- [What you are asked to do]:
Skip every line before the one containing "Where can the khaki", then copy that line and the rest of the entries below exactly, through the last line.

..........

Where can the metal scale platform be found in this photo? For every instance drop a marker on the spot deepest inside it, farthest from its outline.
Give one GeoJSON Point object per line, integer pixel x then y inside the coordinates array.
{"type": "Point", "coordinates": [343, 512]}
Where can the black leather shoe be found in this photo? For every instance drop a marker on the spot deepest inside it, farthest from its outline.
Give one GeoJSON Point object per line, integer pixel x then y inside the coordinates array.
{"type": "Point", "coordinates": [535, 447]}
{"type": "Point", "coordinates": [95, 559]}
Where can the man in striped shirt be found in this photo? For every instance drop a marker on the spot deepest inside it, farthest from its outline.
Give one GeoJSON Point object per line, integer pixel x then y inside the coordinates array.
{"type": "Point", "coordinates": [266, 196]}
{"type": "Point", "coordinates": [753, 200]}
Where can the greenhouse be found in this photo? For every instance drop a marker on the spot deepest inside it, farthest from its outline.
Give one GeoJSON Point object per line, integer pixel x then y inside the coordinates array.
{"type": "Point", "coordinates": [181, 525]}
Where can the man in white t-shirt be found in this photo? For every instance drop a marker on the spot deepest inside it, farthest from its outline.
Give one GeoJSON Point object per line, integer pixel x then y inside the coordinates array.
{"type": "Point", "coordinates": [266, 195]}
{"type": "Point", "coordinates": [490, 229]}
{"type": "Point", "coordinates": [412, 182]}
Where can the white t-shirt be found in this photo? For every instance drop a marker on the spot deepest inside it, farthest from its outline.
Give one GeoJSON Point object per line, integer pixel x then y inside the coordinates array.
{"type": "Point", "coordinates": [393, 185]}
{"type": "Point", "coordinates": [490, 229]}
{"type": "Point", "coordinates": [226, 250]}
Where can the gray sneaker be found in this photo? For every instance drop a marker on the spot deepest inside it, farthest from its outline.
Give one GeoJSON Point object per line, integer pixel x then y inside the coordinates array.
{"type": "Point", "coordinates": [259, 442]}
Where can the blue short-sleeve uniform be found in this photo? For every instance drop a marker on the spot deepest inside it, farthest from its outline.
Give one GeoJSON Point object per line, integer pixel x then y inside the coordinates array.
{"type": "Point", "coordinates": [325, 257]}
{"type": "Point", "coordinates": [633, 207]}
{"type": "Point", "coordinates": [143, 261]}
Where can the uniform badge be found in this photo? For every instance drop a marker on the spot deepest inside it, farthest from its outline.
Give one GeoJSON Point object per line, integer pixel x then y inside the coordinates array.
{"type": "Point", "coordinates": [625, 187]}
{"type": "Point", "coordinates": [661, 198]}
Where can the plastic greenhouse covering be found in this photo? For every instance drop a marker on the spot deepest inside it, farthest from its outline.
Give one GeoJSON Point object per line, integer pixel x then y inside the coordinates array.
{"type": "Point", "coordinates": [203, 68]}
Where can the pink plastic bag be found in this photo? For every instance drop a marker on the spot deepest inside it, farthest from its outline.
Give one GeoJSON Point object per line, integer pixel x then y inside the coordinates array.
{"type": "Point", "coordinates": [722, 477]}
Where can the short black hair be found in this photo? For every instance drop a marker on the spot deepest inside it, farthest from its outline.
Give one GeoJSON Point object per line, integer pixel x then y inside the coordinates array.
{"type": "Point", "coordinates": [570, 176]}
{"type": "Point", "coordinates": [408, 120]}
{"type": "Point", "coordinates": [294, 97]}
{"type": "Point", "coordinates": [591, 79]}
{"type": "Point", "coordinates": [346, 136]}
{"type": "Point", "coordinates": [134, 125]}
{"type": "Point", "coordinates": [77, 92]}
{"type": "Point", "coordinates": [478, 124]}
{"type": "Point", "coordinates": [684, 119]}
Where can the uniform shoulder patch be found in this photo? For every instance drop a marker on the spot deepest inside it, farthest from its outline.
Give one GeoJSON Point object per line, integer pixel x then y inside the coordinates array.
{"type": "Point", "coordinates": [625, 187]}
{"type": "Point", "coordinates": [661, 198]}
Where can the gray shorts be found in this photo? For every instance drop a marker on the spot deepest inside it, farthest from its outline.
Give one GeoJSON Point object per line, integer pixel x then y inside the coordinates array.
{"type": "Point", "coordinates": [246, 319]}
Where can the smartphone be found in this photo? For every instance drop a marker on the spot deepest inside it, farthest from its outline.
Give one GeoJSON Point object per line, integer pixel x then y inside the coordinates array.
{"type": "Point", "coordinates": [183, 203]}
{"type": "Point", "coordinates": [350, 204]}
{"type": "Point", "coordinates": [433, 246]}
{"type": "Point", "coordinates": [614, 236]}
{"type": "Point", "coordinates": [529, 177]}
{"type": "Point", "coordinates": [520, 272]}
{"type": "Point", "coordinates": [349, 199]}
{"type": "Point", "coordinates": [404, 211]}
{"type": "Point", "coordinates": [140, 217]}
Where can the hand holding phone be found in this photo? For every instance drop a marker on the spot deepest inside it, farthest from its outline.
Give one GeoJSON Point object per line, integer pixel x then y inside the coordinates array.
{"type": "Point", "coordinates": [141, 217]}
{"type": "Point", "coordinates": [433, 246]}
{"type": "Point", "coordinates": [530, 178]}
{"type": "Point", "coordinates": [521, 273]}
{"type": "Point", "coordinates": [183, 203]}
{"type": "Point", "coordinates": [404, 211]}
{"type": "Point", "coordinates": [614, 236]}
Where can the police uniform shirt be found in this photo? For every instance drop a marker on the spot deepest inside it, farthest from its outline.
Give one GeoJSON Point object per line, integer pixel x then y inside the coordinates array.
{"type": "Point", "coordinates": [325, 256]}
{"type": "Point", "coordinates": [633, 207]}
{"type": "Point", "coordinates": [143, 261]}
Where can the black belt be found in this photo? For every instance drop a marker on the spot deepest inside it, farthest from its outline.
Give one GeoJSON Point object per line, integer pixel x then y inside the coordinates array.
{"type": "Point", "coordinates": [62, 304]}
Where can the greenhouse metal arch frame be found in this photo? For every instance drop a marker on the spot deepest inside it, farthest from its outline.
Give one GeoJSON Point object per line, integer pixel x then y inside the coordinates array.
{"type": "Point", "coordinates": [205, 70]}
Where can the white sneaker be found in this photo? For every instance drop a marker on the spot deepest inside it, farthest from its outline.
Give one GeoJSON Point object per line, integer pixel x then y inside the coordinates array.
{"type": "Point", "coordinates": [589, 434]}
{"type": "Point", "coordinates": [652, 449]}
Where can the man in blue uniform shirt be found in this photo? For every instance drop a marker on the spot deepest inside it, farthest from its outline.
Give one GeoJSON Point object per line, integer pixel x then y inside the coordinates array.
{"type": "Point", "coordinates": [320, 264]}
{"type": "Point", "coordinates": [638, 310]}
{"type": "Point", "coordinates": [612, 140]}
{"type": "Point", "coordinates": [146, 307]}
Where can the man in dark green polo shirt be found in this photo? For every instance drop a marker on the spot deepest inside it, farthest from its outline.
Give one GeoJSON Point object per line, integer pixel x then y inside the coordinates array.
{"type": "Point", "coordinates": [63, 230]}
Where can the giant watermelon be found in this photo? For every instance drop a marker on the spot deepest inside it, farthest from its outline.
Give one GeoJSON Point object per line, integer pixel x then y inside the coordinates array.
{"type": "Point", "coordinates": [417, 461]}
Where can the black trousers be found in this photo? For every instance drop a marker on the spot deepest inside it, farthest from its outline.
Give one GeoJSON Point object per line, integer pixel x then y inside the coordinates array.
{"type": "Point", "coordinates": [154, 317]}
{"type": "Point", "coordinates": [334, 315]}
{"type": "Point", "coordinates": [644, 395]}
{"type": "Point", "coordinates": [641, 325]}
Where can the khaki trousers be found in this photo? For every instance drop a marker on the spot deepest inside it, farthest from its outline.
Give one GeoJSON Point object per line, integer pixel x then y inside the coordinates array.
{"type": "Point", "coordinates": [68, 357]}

..........

- [Answer to the task]:
Where can the khaki trousers be found in this photo? For every instance drop a marker on the spot deepest inside it, farthest from its outline.
Give one GeoJSON Point object per line, integer pixel x then y inside the coordinates array.
{"type": "Point", "coordinates": [68, 357]}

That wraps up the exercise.